### Written exercise
Copy out the following lines from the listing below without any changes, starting at the line that contains "Where can you spot the metal" and ending at the line that contains "pixel 301 115", both of those lines included.

### Material for the task
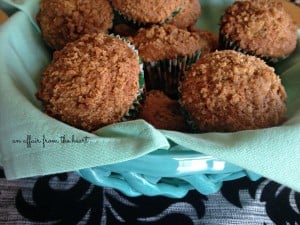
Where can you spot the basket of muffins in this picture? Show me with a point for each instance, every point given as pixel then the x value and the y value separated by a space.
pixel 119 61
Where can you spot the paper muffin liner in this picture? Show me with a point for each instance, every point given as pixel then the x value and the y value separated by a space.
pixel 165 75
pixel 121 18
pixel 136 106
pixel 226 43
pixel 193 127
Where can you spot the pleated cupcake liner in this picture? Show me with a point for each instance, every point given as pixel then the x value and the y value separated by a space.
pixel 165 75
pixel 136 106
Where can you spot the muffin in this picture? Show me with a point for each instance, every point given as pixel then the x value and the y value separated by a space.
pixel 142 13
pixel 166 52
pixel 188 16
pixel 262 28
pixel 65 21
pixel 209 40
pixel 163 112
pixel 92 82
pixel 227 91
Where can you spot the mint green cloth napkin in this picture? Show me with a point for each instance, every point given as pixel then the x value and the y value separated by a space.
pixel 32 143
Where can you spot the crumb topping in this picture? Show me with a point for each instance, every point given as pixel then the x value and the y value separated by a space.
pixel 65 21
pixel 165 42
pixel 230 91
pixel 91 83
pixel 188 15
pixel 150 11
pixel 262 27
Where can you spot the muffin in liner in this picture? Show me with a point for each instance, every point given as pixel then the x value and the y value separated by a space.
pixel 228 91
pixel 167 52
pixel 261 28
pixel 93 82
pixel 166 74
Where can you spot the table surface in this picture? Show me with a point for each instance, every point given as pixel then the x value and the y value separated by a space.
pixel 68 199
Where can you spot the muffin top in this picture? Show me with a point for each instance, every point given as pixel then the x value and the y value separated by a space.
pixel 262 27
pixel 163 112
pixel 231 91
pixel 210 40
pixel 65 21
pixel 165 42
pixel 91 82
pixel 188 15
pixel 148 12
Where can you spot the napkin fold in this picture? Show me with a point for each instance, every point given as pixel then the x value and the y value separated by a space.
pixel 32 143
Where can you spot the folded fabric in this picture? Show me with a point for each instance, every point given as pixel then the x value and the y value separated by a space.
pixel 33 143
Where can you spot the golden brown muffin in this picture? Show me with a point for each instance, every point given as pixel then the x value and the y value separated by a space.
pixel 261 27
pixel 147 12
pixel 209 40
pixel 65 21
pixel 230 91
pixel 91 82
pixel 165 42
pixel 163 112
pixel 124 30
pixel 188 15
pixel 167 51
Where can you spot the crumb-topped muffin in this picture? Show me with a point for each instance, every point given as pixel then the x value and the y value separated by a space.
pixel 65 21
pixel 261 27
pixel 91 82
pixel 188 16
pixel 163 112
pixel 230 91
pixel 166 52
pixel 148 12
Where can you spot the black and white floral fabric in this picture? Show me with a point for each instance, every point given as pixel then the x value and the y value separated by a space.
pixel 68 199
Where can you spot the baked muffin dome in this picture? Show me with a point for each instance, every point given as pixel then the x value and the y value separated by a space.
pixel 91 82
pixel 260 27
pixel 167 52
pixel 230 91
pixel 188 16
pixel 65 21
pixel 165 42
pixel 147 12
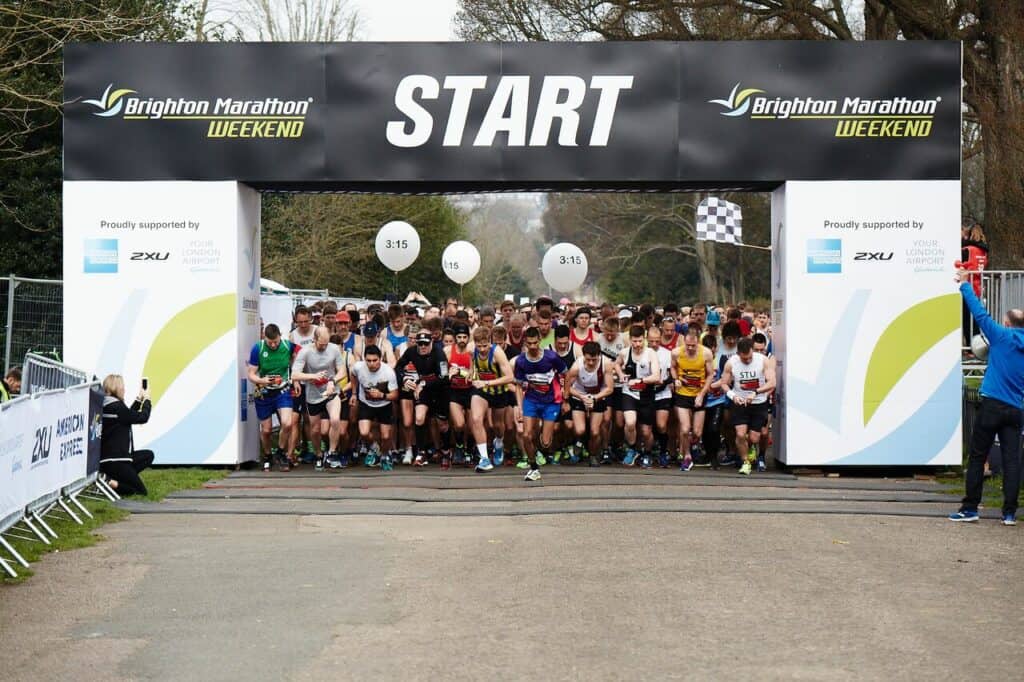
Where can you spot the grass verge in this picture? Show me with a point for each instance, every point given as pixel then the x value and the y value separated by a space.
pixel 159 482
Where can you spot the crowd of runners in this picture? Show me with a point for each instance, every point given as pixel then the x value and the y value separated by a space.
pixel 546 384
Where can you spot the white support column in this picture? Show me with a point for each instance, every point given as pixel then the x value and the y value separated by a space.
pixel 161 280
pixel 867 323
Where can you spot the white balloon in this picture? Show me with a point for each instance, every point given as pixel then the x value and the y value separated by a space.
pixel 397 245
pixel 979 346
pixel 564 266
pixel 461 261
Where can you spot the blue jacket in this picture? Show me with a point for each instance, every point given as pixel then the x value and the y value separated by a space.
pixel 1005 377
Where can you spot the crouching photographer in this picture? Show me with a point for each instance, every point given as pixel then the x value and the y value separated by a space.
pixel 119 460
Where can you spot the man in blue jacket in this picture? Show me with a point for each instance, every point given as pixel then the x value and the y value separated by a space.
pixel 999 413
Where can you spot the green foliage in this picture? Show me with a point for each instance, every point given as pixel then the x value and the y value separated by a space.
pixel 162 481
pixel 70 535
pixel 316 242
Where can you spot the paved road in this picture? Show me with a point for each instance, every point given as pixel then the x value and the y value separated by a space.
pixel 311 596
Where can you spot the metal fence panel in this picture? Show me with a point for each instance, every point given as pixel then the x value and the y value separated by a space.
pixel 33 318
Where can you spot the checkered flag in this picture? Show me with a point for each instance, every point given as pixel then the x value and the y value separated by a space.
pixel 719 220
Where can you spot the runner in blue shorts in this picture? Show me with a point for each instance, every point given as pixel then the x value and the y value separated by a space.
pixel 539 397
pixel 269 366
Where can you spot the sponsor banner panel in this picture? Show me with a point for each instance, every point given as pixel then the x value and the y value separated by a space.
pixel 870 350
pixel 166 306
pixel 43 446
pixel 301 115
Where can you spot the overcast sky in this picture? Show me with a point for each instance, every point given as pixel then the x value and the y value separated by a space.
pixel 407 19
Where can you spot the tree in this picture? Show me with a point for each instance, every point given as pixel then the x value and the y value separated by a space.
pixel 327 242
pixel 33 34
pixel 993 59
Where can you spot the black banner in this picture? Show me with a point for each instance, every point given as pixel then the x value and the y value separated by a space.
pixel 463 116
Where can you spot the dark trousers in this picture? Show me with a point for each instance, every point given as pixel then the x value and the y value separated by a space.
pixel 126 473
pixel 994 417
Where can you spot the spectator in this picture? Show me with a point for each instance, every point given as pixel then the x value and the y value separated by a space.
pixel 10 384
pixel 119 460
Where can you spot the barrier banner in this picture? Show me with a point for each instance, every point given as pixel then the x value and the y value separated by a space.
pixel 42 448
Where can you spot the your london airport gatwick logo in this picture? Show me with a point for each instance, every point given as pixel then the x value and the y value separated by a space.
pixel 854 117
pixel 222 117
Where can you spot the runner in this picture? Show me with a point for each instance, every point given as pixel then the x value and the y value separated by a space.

### Exercise solution
Where can you spot the metal fence panel in this picture? Show me with a point for each instance, every point given as pixel then the x value and the y value separated by a space.
pixel 33 318
Where can you spot the checkered flag in this picture? Show me with a point for each instance, every point given as pixel then the x value and the y value separated by a space.
pixel 719 220
Where can you spot the runner in blue shorts in this picture? Show me with a point for each instance, every point given as pixel then the x value and the y value separated by a space.
pixel 539 397
pixel 269 366
Where can you spot the sponsor banner panel in this picture? Show me with a point for each instance, every point given as pixel then the x value and the y value separated by a space.
pixel 870 350
pixel 166 306
pixel 43 446
pixel 301 115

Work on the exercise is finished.